• Extrait fourni
Dans le cadre de l’application du dispositif anti-abus de l’article 123 bis du CGI, la CAA de Versailles juge que l’appréciation du caractère « privilégié » d’un régime fiscal, au sens de l’article 238 A du CGI, doit se faire en considération de l’impôt sur les bénéfices ou les revenus dont la personne aurait été redevable dans les conditions de droit commun en France, lesquelles n’incluent pas le régime spécial des fusions.

Rappel

L’article 123 bis du CGI prévoit que les personnes physiques domiciliées en France, qui détiennent directement ou indirectement au moins 10 % dans une entité étrangère à prépondérance financière et soumise à un « régime fiscal privilégié », sont imposées à raison de leurs droits sur les bénéfices ou revenus positifs dans cette entité au titre des RCM.

Pour les entités établies dans l’UE ou dans un État ayant signé une convention d’assistance avec la France, ce dispositif est uniquement applicable lorsque la détention des titres ou des droits dans l’entité étrangère peut être regardée comme constitutive d’un montage artificiel dont l’objet serait de contourner la législation fiscale française (clause de sauvegarde).

La notion de « régime fiscal privilégié » est définie par renvoi à l’article 238 A du CGI. Dès lors, une personne est réputée soumise à un tel régime dans un État étranger lorsqu’elle n’y est pas imposable, ou lorsqu’elle y est assujettie à des impôts sur les bénéfices ou les revenus inférieurs de 40 % ou plus à ceux dont elle aurait été redevable dans les conditions de droit commun en France si elle y avait été domiciliée ou établie.

• Consigne
Recopiez mot pour mot l'intégralité de l'extrait ci-dessus sur le régime fiscal privilégié.

[Lignes de données sur l'emplacement des objets]
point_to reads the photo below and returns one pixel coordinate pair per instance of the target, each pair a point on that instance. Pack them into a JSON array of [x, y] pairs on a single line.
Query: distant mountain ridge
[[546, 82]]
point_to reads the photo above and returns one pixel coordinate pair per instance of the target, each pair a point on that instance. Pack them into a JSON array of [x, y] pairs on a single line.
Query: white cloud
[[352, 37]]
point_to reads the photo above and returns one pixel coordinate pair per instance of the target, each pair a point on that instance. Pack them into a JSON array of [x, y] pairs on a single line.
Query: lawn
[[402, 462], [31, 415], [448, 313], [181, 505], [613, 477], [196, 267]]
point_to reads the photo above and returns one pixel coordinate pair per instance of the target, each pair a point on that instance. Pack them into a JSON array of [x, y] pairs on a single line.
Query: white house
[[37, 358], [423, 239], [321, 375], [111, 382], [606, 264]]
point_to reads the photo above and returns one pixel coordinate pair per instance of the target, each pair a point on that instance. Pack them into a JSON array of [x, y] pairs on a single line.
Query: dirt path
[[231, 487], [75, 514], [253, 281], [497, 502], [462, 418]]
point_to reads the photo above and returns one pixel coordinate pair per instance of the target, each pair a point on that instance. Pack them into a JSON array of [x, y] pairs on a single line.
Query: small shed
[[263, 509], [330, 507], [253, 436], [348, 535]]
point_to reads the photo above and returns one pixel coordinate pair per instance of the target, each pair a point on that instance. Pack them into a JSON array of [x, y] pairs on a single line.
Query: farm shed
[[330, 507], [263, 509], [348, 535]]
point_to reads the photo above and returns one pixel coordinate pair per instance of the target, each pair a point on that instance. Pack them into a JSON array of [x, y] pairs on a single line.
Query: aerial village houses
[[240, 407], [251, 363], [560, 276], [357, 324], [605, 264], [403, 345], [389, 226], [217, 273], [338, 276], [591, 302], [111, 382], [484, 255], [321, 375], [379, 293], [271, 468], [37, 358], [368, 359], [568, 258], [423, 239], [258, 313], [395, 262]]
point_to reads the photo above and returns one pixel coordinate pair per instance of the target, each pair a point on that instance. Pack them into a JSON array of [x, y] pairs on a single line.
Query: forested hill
...
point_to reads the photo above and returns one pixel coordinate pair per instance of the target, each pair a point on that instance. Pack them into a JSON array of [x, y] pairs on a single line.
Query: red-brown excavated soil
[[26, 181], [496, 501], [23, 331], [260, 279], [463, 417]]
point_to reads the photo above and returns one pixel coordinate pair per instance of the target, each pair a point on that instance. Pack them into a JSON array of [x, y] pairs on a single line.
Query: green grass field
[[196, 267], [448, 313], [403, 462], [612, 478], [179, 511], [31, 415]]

• Corrigé de l'exercice
Dans le cadre de l’application du dispositif anti-abus de l’article 123 bis du CGI, la CAA de Versailles juge que l’appréciation du caractère « privilégié » d’un régime fiscal, au sens de l’article 238 A du CGI, doit se faire en considération de l’impôt sur les bénéfices ou les revenus dont la personne aurait été redevable dans les conditions de droit commun en France, lesquelles n’incluent pas le régime spécial des fusions.

Rappel

L’article 123 bis du CGI prévoit que les personnes physiques domiciliées en France, qui détiennent directement ou indirectement au moins 10 % dans une entité étrangère à prépondérance financière et soumise à un « régime fiscal privilégié », sont imposées à raison de leurs droits sur les bénéfices ou revenus positifs dans cette entité au titre des RCM.

Pour les entités établies dans l’UE ou dans un État ayant signé une convention d’assistance avec la France, ce dispositif est uniquement applicable lorsque la détention des titres ou des droits dans l’entité étrangère peut être regardée comme constitutive d’un montage artificiel dont l’objet serait de contourner la législation fiscale française (clause de sauvegarde).

La notion de « régime fiscal privilégié » est définie par renvoi à l’article 238 A du CGI. Dès lors, une personne est réputée soumise à un tel régime dans un État étranger lorsqu’elle n’y est pas imposable, ou lorsqu’elle y est assujettie à des impôts sur les bénéfices ou les revenus inférieurs de 40 % ou plus à ceux dont elle aurait été redevable dans les conditions de droit commun en France si elle y avait été domiciliée ou établie.